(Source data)
[START]
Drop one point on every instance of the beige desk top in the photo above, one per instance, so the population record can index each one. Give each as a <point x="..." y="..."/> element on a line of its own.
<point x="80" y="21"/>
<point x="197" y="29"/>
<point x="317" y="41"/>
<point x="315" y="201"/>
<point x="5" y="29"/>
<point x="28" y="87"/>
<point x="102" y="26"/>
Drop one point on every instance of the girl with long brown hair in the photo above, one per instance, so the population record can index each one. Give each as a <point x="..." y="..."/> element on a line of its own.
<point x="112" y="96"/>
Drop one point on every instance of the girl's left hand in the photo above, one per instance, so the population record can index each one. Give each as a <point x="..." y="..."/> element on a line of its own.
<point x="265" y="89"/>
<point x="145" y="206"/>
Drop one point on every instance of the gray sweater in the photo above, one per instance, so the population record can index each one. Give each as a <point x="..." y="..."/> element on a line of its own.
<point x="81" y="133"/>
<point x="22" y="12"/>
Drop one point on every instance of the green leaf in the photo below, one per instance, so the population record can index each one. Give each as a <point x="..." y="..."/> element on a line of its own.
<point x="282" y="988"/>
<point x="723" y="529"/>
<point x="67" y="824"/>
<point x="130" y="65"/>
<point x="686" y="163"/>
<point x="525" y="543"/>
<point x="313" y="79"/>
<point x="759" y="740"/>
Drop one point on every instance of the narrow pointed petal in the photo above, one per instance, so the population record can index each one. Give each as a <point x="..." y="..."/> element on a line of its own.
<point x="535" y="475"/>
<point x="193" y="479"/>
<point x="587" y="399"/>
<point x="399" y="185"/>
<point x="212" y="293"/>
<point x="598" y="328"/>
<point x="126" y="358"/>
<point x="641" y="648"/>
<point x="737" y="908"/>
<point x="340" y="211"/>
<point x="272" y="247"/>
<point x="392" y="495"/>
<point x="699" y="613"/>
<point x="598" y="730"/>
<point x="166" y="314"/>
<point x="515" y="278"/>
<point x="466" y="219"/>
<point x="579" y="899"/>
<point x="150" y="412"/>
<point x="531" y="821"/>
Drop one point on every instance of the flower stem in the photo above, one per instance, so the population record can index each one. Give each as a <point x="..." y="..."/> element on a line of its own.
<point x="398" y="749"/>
[END]
Task brief: Starting at the line that contains "Drop one point on every instance of the flower", write out every line to the end of the entries, exactly as given.

The response:
Drop one point on every instance of the flower stem in the photo above, one per instance, so the population record can index each one. Give each as a <point x="..." y="..."/> element on a line of its own.
<point x="398" y="749"/>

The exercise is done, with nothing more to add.